Page text:
☆ ☆ ☆ ☆ ☆ ☆ ☆

Aaron Williams' large oil paintings undulate between sebaceous formlessness and rigid, architectonic form. His work suggests human flesh in the process of radical change. Megan Greene's virtuosic white-on-black drawings are reminiscent of X-rays, Victorian naturalist illustrations, and images produced by electron microscopy.
Aaron Williams and Megan Greene
Baumgartner Gallery is pleased to announce two one-person exhibitions by the emerging artists Aaron Williams and Megan Greene. Both employ baroque abstractions of human anatomy that reflect the interplay of mind and body.
Aaron Williams
Aaron Williams’ large oil paintings undulate between sebaceous formlessness and rigid, architectonic form. Exploring the psychology of adolescence and repression, his work suggests human flesh in the process of radical change. The subject matter, which includes the trauma of school shootings and the cosmology of sociopaths, provides the emotional trigger that launches Williams’ intuitive process. According to Williams: “The resulting image of the painting has to affect me in the seminal way that the real world experience of its subject does." Although his paintings do not provide a comfortable sense of moral certainty, they do extend the hope that the mind may be as mutable as the plastic arts - capable not only of erratic mutation but of clarity, transfiguration, and grace.

☆ ☆ ☆ ☆ ☆ ☆ ☆

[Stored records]
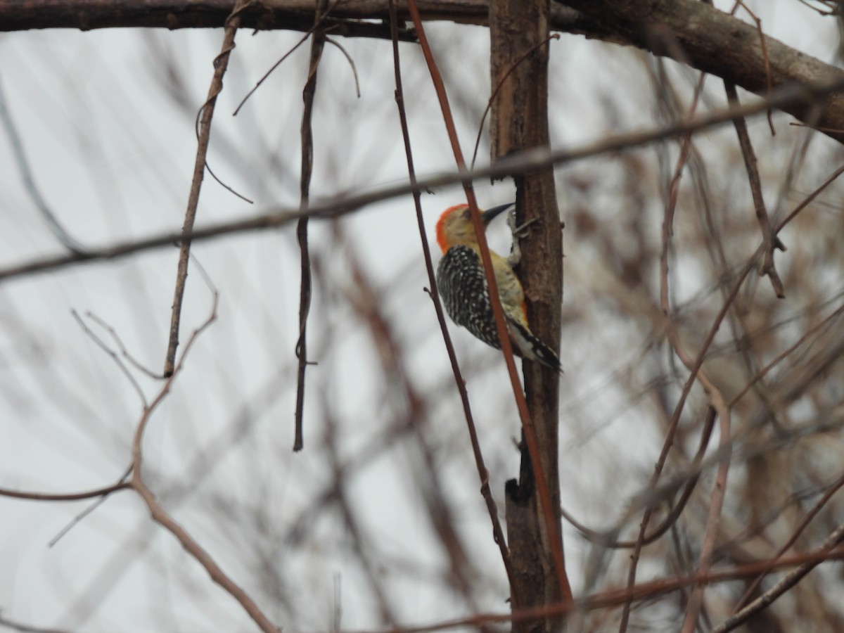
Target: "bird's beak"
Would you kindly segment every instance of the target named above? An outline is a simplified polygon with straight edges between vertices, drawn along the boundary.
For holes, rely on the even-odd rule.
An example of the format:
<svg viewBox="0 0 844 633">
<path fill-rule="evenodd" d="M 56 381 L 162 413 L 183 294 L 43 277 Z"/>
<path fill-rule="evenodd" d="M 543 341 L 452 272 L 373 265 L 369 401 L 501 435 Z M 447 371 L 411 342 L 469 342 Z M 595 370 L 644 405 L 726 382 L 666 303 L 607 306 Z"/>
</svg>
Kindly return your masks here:
<svg viewBox="0 0 844 633">
<path fill-rule="evenodd" d="M 486 225 L 492 222 L 493 219 L 497 215 L 500 215 L 505 211 L 509 211 L 516 207 L 516 203 L 507 203 L 506 204 L 499 204 L 497 207 L 492 207 L 488 208 L 486 211 L 480 214 L 480 218 L 484 220 L 484 225 Z"/>
</svg>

☆ ☆ ☆ ☆ ☆ ☆ ☆

Exercise requirements:
**a.** In the exhibition text, which gallery is presenting the two one-person shows?
**b.** List everything the exhibition text says Megan Greene's white-on-black drawings are reminiscent of.
**c.** Write the next part of the exhibition text, following on from its final sentence.

Results by task:
**a.** Baumgartner Gallery

**b.** X-rays, Victorian naturalist illustrations, and images produced by electron microscopy

**c.**
This is his first one-person exhibition.
Megan Greene
Megan Greene’s virtuosic white-on-black drawings are reminiscent of X-rays, Victorian naturalist illustrations, and images produced by electron microscopy. But the ornate specimens Greene depicts are hybrids of totemic and erotic imagination - part creature, part fetish. Braided hair, voluptuous fabric, feathers, and tribal necklaces are twisted and pulled taut by hard crustaceous arms, gelatinous membranes, and tentacles. Greene sees her drawings as experimental sites where “organic bodies become ghostly, hermaphroditic, and ornamental." The work explores issues raised by cybernetics and bioengineering concerning the future of “nature" and of biological bodies. At the same time, it continues the tradition of vanitas painting, with its mix of delicately balanced elegance and the macabre. Greene’s work is richly nuanced and deliciously ambiguous.
This is her first one-person exhibition.